Given records START
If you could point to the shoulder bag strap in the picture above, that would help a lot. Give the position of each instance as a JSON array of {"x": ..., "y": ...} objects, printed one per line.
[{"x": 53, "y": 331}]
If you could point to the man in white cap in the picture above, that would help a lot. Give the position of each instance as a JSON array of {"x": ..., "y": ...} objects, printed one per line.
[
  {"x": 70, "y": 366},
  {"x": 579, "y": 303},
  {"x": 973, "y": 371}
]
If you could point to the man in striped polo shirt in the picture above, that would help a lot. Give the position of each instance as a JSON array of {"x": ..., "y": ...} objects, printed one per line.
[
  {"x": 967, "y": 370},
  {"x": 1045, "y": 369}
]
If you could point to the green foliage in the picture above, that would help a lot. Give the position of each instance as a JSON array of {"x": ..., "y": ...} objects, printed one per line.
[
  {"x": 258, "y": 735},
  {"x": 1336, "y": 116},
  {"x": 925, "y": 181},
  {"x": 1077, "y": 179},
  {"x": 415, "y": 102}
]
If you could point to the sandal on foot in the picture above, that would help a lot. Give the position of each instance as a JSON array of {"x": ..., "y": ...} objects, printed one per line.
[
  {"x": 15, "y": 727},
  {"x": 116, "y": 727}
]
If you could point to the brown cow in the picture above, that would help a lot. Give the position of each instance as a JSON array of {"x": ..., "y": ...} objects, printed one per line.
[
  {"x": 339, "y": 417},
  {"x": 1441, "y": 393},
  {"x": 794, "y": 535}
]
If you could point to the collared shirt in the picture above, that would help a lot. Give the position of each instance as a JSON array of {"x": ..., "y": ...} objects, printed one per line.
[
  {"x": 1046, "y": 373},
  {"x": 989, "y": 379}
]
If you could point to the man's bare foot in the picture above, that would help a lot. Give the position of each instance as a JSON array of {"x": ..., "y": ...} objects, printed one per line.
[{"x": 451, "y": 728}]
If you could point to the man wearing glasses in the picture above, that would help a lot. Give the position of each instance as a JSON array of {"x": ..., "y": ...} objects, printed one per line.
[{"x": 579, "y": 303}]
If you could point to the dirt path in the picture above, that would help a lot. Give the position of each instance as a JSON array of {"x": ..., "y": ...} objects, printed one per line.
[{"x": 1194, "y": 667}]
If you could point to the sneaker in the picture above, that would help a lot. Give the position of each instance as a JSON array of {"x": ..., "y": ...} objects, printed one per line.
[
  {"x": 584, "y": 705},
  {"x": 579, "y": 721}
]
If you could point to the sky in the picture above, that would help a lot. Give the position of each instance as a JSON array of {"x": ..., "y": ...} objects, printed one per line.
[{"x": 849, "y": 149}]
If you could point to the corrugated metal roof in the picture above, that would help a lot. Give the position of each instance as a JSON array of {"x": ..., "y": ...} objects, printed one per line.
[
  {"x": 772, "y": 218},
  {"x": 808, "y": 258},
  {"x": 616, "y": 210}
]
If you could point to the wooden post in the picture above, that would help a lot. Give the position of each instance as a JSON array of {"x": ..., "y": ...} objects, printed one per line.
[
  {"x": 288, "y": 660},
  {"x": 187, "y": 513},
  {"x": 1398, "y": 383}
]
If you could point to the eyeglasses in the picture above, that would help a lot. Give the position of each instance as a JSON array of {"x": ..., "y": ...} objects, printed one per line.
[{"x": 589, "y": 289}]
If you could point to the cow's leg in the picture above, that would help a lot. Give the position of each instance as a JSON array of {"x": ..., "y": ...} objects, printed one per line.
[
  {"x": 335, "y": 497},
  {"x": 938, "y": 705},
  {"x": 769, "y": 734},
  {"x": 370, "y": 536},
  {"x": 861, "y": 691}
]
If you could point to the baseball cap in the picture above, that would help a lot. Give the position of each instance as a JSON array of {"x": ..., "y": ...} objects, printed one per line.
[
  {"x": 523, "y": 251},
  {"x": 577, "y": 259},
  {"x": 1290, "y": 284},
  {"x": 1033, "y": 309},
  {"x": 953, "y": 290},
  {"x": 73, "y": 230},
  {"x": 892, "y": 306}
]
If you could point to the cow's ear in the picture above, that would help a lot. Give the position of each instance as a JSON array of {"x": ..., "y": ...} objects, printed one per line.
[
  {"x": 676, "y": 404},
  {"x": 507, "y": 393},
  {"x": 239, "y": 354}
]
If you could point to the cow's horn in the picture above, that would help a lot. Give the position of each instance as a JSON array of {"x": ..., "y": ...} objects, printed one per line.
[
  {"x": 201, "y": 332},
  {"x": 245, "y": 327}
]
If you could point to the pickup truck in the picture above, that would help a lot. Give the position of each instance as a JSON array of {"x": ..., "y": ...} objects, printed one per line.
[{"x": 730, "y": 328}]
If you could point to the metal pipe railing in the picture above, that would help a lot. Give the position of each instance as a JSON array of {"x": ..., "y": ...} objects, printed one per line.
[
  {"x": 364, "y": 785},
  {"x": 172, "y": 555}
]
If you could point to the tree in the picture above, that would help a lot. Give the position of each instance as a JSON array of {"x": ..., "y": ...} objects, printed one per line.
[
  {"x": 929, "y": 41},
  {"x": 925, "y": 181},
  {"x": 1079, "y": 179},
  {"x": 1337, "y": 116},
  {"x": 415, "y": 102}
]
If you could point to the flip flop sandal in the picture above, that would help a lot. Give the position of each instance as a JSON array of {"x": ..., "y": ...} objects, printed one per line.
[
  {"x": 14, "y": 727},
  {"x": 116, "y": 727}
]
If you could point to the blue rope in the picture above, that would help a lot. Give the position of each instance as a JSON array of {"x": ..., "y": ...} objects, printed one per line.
Given records END
_About this task:_
Copy the data above. Keep each line exact.

_Response:_
If you could point to the shoulder bag strap in the picture above, that would help a lot. Give the position of each instance as a JSON array of {"x": ..., "y": ...} objects, printed one per line.
[{"x": 53, "y": 331}]
If you could point to the man in white cap in the picture above, that would help a lot. Give the position of each instance as a JSON array of {"x": ..., "y": ...} objects, printed one per line.
[
  {"x": 70, "y": 366},
  {"x": 579, "y": 303},
  {"x": 973, "y": 371}
]
If you could point to the man in striped polo shirt in the picture above, that would help a lot. Give the position of each instance as a JSON array of {"x": ..., "y": ...} objects, printed one per line.
[
  {"x": 967, "y": 370},
  {"x": 1045, "y": 369}
]
If you could point to the green foliage in the picture above, that would help a lot. Give the position of each instance as a JSON array of {"x": ..., "y": ...} objects, printed one per line.
[
  {"x": 258, "y": 735},
  {"x": 1336, "y": 116},
  {"x": 925, "y": 181},
  {"x": 1077, "y": 179},
  {"x": 415, "y": 102}
]
If you could point to the sandal on foot in the picture above, that would help a lot. Give the position of each instance as a JSON array of {"x": ..., "y": ...} objects, printed one per line.
[
  {"x": 15, "y": 727},
  {"x": 116, "y": 727}
]
If you could point to the brown cow in the picture above, that would help a lot. Give the position of each instance as a JSON array of {"x": ..., "y": ...} objects, printed one per line.
[
  {"x": 339, "y": 417},
  {"x": 1441, "y": 393},
  {"x": 794, "y": 535}
]
If you could point to the collared shirt in the picture above, that would help a lot. Give the position of each instance as a JSON array of {"x": ..., "y": ...} objects, printed one per line.
[
  {"x": 1046, "y": 373},
  {"x": 989, "y": 379}
]
If you could point to the man's bare foot in the picture above, that would help a lot. Give the position of each instance as a JSON array of {"x": ..., "y": ...} objects, printed one per line.
[{"x": 451, "y": 728}]
If you could point to the man wearing glasses in the picture above, that would help a lot. Give the position of each instance as a JSON array of {"x": ..., "y": ...} objects, printed one per line.
[{"x": 579, "y": 303}]
If you could point to the dirt path in the picture above, that would help a lot. Give the position of each instance as a JSON array of {"x": ..., "y": ...} objects, printed one per line.
[{"x": 1194, "y": 667}]
If you could point to the sneaker in the picture above, that would help a lot. Give the position of each instance as a JSON array of {"x": ..., "y": ...} objects, printed one per line.
[
  {"x": 584, "y": 705},
  {"x": 579, "y": 721}
]
If you could point to the sky in the picture above, that would help a lot. Give the position of each instance as a JSON array of {"x": ..., "y": ...} objects, printed one per line.
[{"x": 849, "y": 149}]
If you could point to the corrugated metal roof in the picture above, that would help a lot. Give the position of each instance as a JSON array of {"x": ..., "y": ...} objects, printed one per line.
[
  {"x": 772, "y": 218},
  {"x": 808, "y": 258},
  {"x": 616, "y": 210}
]
If you could point to the wooden post in the picture above, that would help a lot. Give the position of each instance as a JSON array of {"x": ..., "y": ...} objects, printed one per line.
[
  {"x": 288, "y": 660},
  {"x": 187, "y": 513},
  {"x": 1398, "y": 383}
]
If you could point to the eyeglasses in the picture above, that would help a lot. Give the position of each instance as a JSON array of {"x": ..., "y": ...} objects, printed one per line.
[{"x": 589, "y": 289}]
If you could point to the cow's leg in the picture above, that would help a lot. Give the position of each instance as a JSON array of {"x": ..., "y": ...} objects, printed one per line.
[
  {"x": 335, "y": 497},
  {"x": 938, "y": 705},
  {"x": 769, "y": 734},
  {"x": 370, "y": 536},
  {"x": 861, "y": 691}
]
If you could point to the baseball cap in the picture above, that would help a lot. Give the position of each instance as a JSON array of {"x": ..., "y": ...} objects, printed one per line.
[
  {"x": 523, "y": 251},
  {"x": 577, "y": 259},
  {"x": 1290, "y": 284},
  {"x": 1033, "y": 309},
  {"x": 953, "y": 290},
  {"x": 73, "y": 230},
  {"x": 892, "y": 306}
]
If you could point to the cow's ear in the picture above, that would help a lot. Give the position of each instance as a JSON array of {"x": ..., "y": ...} objects, printed one per line.
[
  {"x": 676, "y": 404},
  {"x": 507, "y": 393},
  {"x": 239, "y": 354}
]
If you could point to the cow's horn in the picture above, that would help a lot. Give the position of each instance as a JSON array of {"x": ..., "y": ...} objects, printed one per line.
[
  {"x": 201, "y": 332},
  {"x": 245, "y": 327}
]
If you could point to the pickup truck in the picture above, that would help a lot. Give the position of each instance as a JSON array of {"x": ..., "y": ...} objects, printed one per line.
[{"x": 730, "y": 328}]
If you could point to the metal pipe railing in the picture above, that would help a lot. Give the position of each instance as a JSON array of {"x": ..., "y": ...} objects, printed one per line.
[
  {"x": 364, "y": 785},
  {"x": 172, "y": 555}
]
If you could point to the tree in the picture above, that would help a lot. Give the position of each instance as a JSON array of {"x": ..., "y": ...} objects, printed one per line.
[
  {"x": 929, "y": 41},
  {"x": 925, "y": 181},
  {"x": 1079, "y": 179},
  {"x": 1337, "y": 116},
  {"x": 415, "y": 102}
]
If you could point to the flip flop sandal in the picture above, that would help a lot. Give the position of each instance as a JSON array of {"x": ..., "y": ...} objects, printed one per line.
[
  {"x": 14, "y": 727},
  {"x": 116, "y": 727}
]
If you could point to the blue rope in the picture above, that would help a lot. Give the position of each instance as a JSON array of {"x": ..., "y": ...} objects, printed one per line.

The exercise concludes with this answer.